Collected data entries:
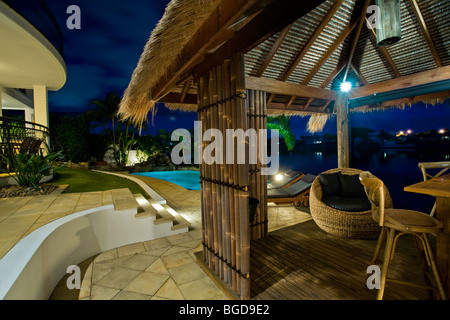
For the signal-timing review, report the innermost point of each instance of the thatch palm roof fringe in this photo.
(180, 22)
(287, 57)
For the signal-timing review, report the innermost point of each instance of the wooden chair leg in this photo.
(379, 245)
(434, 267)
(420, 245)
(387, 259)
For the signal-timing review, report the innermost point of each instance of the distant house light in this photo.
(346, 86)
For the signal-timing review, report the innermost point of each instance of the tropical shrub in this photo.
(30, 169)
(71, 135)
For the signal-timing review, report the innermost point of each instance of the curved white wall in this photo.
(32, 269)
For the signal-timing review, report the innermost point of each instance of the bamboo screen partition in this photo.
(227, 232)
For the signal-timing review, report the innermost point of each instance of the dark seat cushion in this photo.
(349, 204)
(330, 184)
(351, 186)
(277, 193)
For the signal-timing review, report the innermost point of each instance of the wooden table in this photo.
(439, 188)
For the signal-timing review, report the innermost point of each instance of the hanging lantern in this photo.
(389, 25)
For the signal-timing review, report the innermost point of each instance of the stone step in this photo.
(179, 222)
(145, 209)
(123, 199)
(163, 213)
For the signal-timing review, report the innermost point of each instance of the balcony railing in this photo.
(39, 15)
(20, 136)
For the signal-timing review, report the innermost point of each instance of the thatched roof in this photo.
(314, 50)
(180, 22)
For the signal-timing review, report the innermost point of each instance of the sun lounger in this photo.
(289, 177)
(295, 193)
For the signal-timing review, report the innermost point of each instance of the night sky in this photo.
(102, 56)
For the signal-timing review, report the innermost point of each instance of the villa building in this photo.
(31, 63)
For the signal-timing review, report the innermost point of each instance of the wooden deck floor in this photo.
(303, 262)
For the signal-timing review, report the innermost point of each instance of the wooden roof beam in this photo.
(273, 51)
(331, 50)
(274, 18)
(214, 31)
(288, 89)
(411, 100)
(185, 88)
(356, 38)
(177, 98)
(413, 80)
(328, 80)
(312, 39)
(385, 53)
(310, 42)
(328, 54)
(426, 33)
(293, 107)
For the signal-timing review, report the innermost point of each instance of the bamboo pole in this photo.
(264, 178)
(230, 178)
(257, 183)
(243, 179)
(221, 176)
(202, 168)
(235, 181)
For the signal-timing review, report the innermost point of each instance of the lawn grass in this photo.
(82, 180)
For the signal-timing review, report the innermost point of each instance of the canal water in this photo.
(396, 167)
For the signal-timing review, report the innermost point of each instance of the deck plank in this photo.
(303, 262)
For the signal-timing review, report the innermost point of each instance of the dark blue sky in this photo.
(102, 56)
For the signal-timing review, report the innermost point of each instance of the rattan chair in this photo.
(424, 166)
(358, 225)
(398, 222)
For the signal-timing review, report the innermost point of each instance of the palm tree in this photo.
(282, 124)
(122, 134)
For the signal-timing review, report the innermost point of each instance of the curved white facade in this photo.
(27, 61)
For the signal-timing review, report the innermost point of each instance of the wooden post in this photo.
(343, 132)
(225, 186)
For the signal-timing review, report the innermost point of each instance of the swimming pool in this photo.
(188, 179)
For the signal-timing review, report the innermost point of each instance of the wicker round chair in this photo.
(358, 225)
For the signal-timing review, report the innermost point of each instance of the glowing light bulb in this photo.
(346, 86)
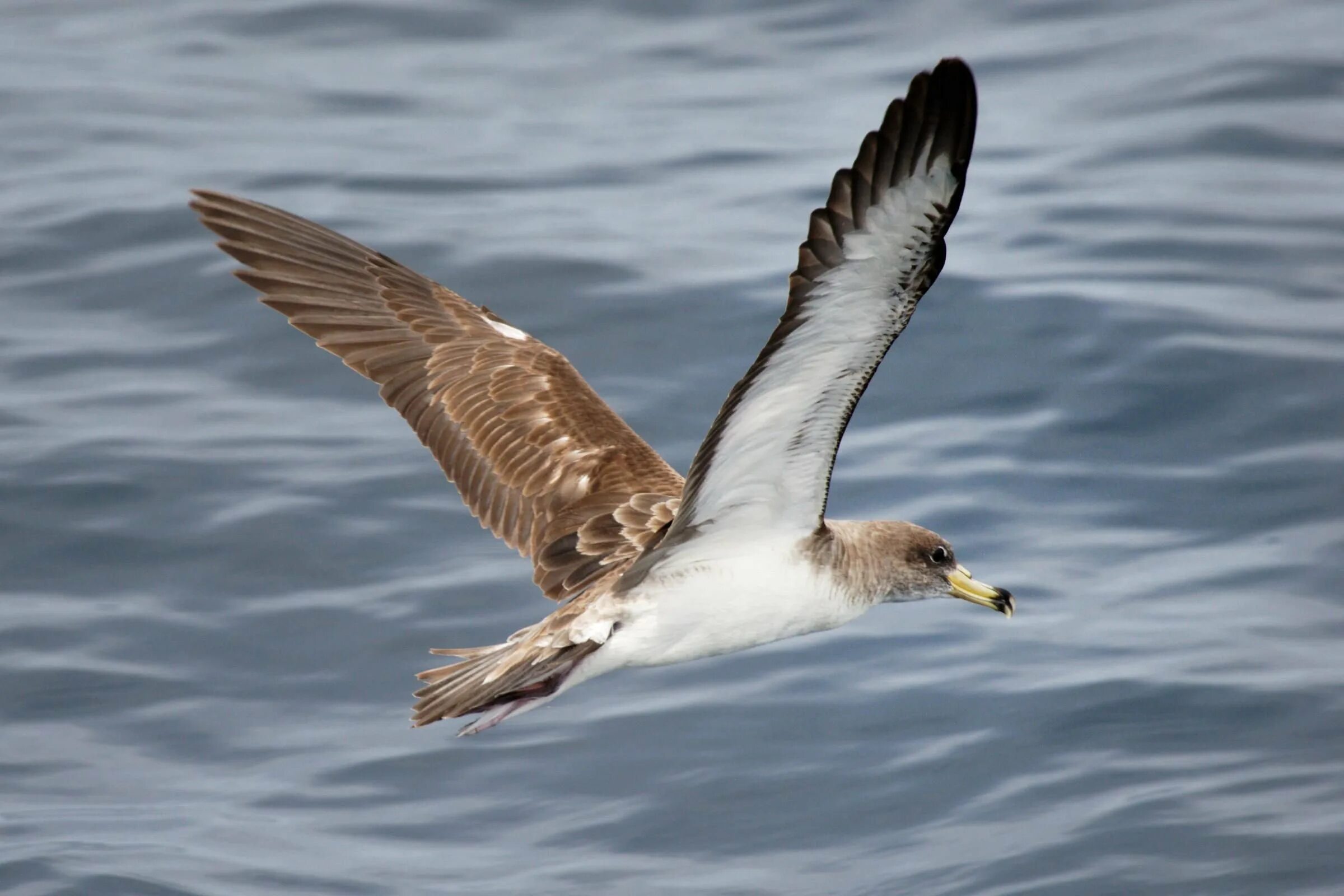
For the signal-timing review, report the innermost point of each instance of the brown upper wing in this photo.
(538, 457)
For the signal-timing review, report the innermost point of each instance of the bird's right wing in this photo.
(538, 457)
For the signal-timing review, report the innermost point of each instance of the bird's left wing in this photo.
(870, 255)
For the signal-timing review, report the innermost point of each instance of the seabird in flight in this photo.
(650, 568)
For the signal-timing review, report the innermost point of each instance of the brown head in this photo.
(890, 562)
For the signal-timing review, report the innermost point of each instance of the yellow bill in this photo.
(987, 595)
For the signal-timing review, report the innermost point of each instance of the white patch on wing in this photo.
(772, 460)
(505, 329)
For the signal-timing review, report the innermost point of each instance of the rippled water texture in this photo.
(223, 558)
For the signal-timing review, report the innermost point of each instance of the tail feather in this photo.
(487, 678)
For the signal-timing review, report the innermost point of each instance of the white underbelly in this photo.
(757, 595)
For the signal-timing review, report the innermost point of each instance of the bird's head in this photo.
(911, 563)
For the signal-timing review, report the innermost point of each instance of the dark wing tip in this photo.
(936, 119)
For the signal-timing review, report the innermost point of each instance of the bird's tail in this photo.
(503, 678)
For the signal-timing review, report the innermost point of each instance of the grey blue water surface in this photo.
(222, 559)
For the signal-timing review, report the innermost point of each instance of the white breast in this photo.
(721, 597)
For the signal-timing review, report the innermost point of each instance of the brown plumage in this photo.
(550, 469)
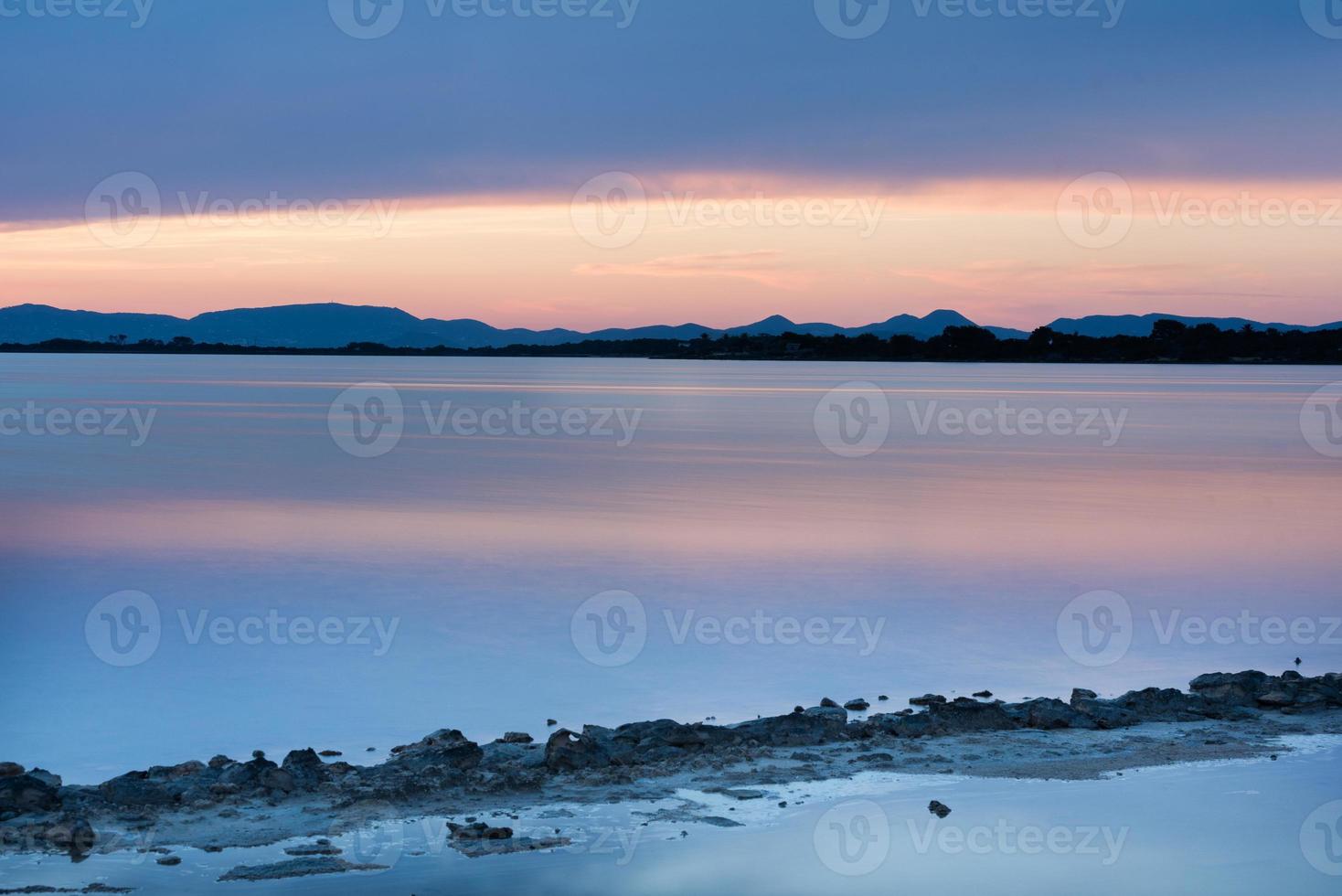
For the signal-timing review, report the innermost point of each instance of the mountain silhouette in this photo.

What the task asks: Extract, exactly as written, the span of lines from the one holding "tail in this photo." through the last line, inclusive. Skip any picture.

Task output:
For the signal-timing review, report the innermost point of each instance of the bird's tail in this photo.
(503, 678)
For the signal-timing review, report the innermost point of each instance of the grey blue water surface in this photo.
(222, 559)
For the signal-timing review, report the innermost point of each instance of the white breast in this photo.
(721, 597)
For the signal-timing review, report the innermost point of each instance of the brown plumage in this photo.
(550, 469)
For the signal-timing review, report the innermost point of each instance of the mountain silhouette in this photo.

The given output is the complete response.